= Required task =
Copy the data starting at the line containing "Mark one point on each instance of the cookie and" and ending at the line containing "334), (905, 22)]", with "record" changed to "write" and everything else left as is.

------

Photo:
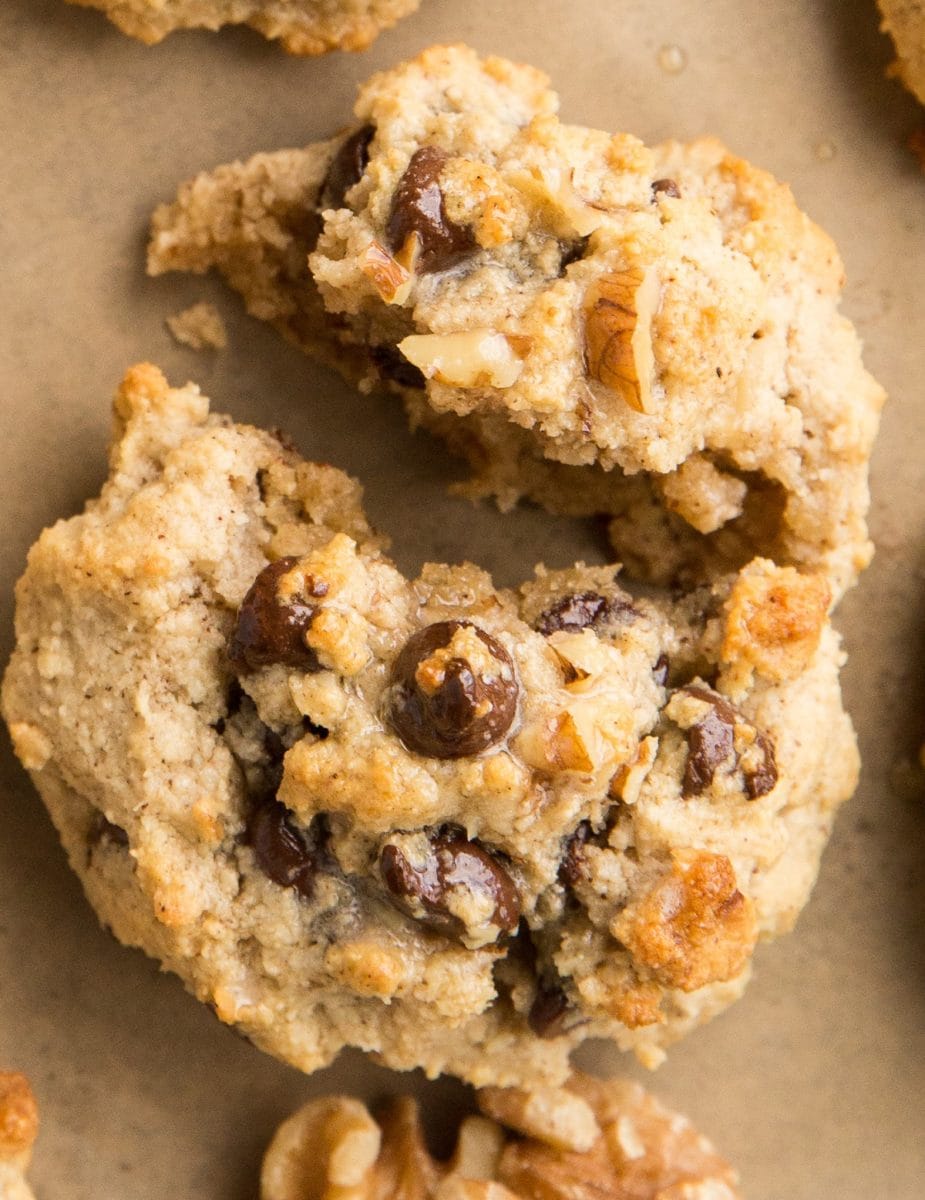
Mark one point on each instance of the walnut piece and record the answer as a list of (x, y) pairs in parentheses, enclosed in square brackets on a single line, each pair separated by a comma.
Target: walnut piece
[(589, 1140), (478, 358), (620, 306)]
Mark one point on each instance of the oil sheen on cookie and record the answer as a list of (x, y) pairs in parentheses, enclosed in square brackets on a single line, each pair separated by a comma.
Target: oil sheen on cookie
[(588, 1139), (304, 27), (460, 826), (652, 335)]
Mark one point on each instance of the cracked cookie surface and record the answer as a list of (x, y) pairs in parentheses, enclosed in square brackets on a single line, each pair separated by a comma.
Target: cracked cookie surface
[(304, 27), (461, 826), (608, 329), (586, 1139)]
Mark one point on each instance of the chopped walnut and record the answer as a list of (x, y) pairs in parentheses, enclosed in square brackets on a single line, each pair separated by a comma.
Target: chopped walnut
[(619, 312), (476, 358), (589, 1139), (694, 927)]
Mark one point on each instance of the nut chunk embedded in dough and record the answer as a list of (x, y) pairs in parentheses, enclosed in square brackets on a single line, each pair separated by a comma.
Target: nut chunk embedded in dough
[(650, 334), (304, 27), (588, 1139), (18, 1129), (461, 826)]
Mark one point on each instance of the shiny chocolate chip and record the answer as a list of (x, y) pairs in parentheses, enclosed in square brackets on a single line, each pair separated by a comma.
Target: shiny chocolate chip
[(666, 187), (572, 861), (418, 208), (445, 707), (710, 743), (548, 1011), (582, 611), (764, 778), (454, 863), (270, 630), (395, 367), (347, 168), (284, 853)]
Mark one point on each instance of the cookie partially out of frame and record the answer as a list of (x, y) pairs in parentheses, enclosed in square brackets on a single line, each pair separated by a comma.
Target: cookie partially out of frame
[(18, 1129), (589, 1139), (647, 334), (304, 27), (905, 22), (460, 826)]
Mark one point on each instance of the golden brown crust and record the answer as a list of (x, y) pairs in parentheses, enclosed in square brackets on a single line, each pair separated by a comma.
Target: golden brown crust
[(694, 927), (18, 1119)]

------

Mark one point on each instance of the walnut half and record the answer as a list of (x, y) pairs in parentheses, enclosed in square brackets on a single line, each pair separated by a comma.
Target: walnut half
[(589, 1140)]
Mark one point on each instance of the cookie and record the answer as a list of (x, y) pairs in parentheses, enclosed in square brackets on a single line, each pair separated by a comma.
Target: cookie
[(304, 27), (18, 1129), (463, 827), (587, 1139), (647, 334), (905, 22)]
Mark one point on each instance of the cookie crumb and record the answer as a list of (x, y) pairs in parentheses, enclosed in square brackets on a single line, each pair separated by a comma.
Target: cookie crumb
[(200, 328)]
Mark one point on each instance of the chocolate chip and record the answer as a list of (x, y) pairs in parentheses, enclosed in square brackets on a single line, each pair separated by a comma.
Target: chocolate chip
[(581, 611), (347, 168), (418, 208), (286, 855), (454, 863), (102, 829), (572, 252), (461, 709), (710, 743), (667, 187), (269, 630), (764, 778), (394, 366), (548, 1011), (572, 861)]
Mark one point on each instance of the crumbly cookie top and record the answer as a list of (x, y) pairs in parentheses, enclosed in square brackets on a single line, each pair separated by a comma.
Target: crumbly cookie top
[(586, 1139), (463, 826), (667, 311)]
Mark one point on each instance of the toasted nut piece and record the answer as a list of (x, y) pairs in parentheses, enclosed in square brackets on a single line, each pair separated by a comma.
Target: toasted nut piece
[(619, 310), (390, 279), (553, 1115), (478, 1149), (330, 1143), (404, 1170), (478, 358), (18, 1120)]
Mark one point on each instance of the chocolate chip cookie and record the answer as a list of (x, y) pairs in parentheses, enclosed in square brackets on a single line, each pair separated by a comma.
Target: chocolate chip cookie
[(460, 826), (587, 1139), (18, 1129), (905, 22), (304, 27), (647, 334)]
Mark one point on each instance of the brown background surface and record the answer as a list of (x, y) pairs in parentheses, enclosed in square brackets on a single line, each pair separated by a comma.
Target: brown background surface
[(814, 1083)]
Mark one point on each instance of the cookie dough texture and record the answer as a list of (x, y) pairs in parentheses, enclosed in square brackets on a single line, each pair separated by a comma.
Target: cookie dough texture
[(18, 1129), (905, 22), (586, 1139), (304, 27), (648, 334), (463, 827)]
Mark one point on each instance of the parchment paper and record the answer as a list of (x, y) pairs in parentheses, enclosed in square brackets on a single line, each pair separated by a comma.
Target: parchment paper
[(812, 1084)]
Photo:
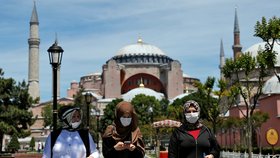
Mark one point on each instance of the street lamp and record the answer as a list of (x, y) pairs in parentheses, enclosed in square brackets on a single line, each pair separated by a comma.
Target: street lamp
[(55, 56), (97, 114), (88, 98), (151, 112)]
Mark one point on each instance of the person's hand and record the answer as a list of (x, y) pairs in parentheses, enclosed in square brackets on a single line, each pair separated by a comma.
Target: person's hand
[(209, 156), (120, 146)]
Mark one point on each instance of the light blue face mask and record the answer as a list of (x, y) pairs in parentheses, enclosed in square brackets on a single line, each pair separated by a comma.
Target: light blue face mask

------

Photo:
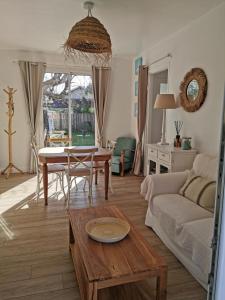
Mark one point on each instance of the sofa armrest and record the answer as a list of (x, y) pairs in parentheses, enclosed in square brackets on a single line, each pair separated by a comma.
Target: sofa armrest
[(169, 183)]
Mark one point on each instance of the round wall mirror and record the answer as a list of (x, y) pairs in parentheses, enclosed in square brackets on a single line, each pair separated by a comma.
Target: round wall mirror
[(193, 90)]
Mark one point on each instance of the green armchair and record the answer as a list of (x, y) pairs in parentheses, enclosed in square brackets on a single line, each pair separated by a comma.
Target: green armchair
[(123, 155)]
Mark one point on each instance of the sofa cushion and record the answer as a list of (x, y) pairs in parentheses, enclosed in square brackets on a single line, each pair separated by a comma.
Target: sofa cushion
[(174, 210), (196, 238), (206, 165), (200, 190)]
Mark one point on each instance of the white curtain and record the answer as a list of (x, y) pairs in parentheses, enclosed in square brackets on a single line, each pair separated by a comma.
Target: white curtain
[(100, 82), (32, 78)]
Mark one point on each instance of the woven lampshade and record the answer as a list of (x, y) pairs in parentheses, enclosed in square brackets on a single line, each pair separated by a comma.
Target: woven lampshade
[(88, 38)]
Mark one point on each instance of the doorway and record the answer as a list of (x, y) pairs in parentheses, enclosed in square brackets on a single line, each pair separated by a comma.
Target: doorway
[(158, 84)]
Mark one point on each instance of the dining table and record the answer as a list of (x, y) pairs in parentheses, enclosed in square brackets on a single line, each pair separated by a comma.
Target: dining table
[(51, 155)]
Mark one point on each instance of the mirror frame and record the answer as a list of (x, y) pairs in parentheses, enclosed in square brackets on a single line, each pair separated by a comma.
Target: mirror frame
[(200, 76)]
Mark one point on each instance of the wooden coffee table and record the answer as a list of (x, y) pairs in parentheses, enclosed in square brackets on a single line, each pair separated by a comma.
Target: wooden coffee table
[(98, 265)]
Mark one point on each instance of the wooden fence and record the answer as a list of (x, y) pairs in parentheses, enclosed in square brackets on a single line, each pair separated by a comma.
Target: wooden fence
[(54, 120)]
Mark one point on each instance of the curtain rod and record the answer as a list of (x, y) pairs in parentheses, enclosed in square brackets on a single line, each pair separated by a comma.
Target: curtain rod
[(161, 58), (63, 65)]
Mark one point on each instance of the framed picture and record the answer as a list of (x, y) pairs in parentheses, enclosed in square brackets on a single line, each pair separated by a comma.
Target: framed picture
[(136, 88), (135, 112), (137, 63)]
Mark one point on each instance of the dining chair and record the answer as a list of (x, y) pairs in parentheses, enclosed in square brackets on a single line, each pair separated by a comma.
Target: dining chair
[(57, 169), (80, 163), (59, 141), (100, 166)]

------

= Completed exercise =
Mark one point on each instance of the cookie and write the answer as a list of (x, y) pairs in parentheses, enclosed in square brackets on a single line, each pair separated by a comma.
Target: cookie
[(304, 27), (18, 1129), (463, 827), (587, 1139), (647, 334), (905, 22)]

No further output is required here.